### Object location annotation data
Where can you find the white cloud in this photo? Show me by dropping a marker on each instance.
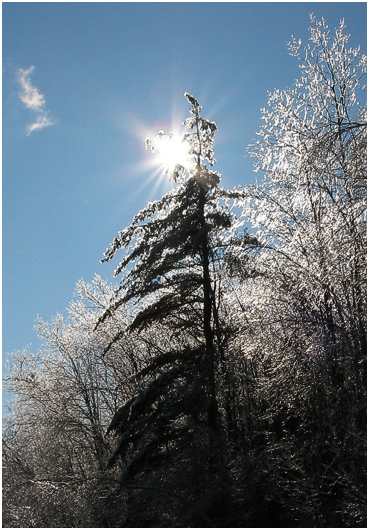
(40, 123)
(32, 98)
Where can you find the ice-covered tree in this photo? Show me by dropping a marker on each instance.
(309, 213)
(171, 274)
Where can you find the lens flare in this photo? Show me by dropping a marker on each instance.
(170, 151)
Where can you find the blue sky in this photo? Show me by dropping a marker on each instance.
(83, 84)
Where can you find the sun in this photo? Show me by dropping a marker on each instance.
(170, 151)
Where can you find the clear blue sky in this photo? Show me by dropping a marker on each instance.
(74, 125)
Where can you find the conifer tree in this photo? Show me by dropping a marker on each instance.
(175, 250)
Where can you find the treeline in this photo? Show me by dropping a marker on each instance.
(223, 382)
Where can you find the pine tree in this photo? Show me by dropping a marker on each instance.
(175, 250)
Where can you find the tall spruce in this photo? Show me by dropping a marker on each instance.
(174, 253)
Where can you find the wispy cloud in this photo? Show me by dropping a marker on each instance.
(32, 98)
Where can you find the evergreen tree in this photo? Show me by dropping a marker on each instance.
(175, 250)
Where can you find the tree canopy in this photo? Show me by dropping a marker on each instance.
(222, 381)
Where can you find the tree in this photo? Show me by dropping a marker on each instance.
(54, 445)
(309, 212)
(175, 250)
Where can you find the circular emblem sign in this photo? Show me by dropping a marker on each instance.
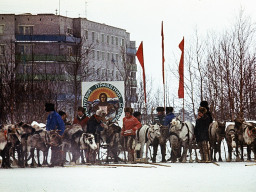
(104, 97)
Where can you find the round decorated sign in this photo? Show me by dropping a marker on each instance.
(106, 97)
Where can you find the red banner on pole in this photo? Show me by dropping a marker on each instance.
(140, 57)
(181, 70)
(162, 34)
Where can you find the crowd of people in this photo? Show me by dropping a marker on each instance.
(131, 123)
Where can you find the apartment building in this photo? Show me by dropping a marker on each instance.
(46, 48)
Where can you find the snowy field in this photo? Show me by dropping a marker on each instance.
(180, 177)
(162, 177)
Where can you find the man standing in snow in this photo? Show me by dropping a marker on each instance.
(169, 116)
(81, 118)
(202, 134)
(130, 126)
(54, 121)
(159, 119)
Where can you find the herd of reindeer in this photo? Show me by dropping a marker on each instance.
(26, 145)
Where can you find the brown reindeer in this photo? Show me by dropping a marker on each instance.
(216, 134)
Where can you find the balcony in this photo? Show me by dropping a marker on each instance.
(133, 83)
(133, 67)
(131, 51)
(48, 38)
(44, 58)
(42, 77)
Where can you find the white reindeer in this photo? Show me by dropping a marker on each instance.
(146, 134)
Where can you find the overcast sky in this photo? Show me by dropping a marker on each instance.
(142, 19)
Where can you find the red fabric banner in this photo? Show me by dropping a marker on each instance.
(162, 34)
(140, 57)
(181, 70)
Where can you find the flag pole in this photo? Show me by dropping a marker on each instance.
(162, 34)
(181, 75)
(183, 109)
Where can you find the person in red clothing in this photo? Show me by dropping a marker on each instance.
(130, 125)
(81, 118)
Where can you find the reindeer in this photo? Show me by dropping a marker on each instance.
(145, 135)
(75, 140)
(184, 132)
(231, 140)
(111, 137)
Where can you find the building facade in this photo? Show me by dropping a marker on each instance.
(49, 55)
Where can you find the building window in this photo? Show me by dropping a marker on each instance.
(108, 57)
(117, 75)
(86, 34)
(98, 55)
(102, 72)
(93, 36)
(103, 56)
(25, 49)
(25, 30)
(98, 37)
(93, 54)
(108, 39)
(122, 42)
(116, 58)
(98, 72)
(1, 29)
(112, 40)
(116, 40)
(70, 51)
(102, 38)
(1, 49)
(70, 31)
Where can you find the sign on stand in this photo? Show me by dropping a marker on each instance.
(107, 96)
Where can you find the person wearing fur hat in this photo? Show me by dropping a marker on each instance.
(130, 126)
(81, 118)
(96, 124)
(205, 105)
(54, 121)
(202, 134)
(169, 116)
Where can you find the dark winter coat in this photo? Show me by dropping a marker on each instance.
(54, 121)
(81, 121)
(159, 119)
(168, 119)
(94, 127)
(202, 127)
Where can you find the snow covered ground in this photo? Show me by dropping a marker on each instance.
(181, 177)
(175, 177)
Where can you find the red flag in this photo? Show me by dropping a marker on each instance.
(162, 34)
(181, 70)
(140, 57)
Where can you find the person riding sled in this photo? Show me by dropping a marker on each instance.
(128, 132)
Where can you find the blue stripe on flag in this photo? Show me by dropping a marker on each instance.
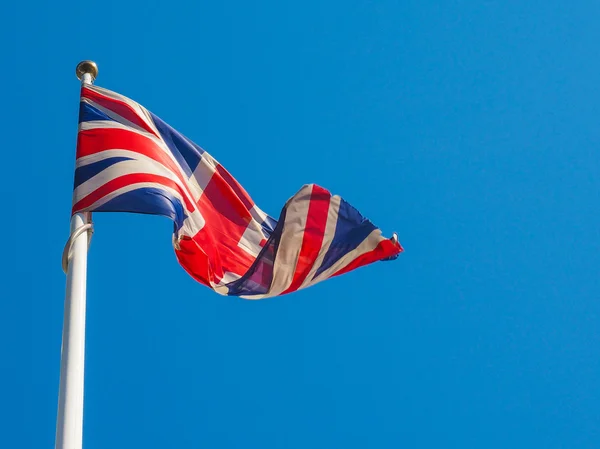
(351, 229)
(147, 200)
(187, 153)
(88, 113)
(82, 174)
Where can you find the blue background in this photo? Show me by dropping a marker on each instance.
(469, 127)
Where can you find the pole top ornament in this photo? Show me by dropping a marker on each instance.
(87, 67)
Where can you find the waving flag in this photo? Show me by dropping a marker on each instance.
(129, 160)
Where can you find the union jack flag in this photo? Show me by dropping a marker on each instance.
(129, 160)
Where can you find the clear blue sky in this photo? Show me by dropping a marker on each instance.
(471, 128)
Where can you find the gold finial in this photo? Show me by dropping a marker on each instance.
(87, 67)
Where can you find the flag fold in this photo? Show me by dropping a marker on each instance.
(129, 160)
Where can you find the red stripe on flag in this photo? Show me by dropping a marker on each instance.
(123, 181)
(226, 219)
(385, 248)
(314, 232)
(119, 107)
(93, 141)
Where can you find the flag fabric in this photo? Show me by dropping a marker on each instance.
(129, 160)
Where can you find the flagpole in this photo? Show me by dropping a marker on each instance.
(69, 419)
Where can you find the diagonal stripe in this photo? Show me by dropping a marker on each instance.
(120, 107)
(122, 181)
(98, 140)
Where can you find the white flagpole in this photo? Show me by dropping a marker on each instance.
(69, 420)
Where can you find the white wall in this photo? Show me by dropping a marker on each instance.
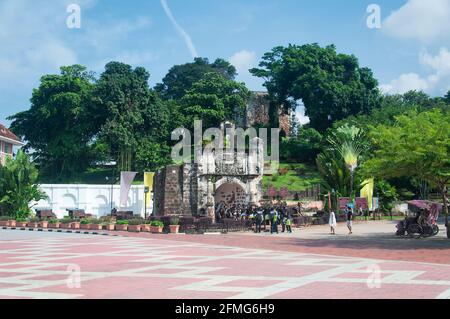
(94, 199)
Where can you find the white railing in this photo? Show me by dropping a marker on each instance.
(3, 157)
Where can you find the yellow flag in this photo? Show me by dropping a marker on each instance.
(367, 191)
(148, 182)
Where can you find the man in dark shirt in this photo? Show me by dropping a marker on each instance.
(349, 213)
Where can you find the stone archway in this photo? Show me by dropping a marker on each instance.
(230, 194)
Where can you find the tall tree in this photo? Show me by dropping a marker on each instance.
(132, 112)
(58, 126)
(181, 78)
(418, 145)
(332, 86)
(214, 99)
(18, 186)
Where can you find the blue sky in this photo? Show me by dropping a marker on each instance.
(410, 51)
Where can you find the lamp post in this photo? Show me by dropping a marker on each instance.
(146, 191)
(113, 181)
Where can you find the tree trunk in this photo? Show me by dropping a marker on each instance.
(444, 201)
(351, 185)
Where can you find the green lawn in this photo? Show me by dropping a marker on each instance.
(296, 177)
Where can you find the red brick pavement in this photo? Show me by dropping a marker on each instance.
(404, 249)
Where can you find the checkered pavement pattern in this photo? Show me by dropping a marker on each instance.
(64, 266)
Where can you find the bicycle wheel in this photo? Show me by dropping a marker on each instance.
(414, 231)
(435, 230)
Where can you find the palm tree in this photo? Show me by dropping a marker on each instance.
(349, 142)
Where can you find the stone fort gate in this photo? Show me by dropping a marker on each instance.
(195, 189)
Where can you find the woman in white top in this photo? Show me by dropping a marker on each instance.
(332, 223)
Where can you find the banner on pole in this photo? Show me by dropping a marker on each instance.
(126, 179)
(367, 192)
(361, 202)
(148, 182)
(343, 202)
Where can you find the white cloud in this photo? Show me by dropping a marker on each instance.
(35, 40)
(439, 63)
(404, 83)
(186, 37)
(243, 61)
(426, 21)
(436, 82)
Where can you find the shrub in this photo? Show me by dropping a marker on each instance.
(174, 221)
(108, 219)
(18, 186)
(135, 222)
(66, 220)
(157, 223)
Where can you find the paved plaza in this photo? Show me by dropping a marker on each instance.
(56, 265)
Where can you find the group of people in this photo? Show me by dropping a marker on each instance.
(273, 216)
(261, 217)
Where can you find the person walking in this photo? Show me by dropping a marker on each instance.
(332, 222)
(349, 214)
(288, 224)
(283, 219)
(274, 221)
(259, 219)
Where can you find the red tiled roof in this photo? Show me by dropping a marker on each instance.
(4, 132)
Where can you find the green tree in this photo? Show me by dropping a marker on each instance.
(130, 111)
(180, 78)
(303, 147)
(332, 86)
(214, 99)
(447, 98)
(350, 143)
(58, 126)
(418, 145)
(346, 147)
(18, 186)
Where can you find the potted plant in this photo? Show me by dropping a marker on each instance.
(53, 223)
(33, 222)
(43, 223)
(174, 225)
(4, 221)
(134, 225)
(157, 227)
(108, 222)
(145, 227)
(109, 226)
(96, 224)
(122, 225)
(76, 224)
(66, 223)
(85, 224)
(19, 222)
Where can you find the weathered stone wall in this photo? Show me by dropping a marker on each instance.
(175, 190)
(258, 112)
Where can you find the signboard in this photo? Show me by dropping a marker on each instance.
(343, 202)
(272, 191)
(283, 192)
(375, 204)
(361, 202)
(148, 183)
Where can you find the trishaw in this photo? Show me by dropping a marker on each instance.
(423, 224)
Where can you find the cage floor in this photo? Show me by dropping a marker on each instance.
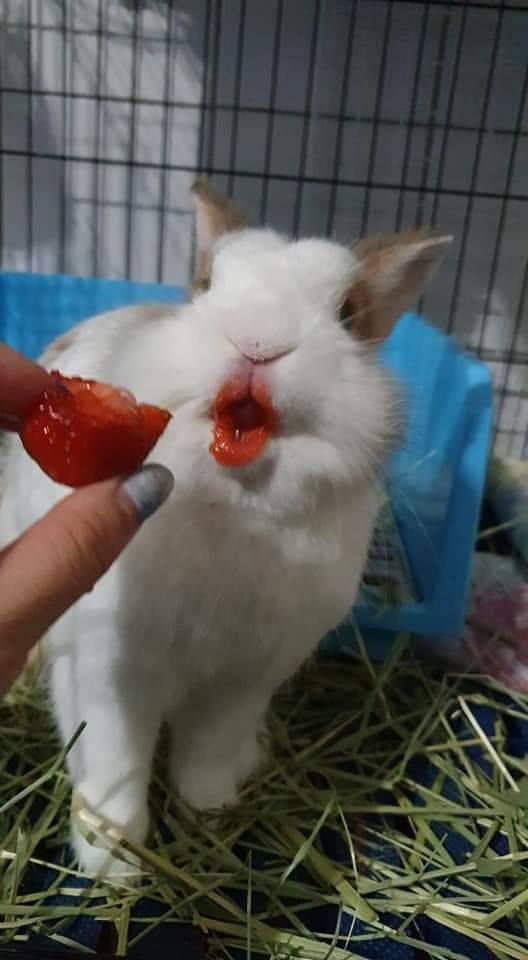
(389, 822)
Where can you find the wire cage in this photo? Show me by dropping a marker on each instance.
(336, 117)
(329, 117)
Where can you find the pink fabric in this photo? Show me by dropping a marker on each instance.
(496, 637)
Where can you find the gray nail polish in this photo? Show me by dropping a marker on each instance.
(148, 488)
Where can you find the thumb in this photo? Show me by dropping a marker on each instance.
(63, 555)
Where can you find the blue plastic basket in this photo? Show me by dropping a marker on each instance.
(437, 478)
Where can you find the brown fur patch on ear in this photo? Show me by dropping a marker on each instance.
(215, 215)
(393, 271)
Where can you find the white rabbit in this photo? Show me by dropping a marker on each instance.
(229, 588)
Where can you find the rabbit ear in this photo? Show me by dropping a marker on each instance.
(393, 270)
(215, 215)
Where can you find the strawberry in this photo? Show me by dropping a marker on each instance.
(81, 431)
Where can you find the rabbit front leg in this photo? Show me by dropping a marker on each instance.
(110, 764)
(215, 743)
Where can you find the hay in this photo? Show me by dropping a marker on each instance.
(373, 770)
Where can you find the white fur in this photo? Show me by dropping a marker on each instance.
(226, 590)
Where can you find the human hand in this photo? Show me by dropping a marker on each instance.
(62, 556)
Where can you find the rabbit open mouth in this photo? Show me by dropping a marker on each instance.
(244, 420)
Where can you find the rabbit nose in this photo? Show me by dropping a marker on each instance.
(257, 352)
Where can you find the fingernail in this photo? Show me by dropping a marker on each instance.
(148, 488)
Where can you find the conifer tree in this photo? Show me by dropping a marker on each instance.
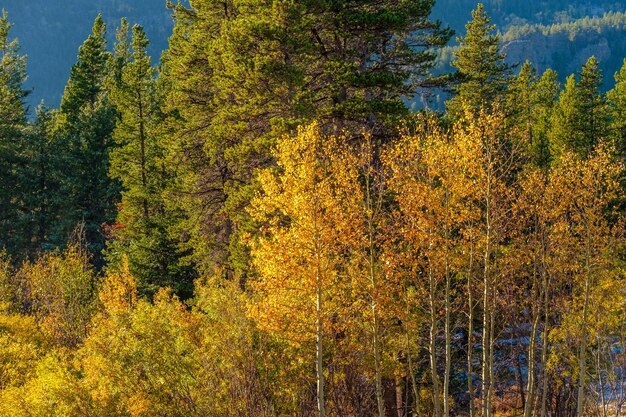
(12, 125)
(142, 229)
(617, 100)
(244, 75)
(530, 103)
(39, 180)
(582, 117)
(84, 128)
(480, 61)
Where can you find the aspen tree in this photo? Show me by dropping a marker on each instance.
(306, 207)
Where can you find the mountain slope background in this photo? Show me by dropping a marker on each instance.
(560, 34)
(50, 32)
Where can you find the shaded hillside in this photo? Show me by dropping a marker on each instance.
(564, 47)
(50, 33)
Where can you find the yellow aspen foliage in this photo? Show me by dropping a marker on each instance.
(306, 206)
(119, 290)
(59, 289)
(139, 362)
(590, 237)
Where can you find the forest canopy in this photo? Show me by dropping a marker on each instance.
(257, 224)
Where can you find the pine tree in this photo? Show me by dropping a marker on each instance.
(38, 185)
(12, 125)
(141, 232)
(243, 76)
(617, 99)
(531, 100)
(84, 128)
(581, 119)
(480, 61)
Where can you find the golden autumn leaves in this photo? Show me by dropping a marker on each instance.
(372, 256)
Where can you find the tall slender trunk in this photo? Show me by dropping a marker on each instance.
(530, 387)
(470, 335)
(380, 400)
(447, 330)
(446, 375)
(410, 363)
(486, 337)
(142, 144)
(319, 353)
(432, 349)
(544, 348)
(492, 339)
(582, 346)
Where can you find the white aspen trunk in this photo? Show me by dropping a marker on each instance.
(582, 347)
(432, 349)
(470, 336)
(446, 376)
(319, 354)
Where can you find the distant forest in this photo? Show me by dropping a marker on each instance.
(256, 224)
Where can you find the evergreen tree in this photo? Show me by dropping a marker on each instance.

### Given instruction
Copy out exactly the lines from the line with "Where can you find the tall slender" to the end of the listing, including both of those lines, and give nothing else.

### Written answer
Where can you find the tall slender trunk in this photo? Show me by dropping a marker on each instance.
(530, 387)
(470, 335)
(380, 400)
(447, 330)
(446, 375)
(410, 363)
(486, 337)
(142, 144)
(319, 353)
(432, 349)
(544, 348)
(492, 339)
(582, 346)
Where can you find the white aspen trunk in this photo? Show me by dropping a marker on each instance.
(582, 347)
(432, 349)
(470, 336)
(446, 376)
(319, 354)
Where can you find the distant forest in this photo? Show me by dropping a marker on each instance.
(256, 224)
Where can you find the evergreen tree in this photo? Show me by dropping a marker on each instance.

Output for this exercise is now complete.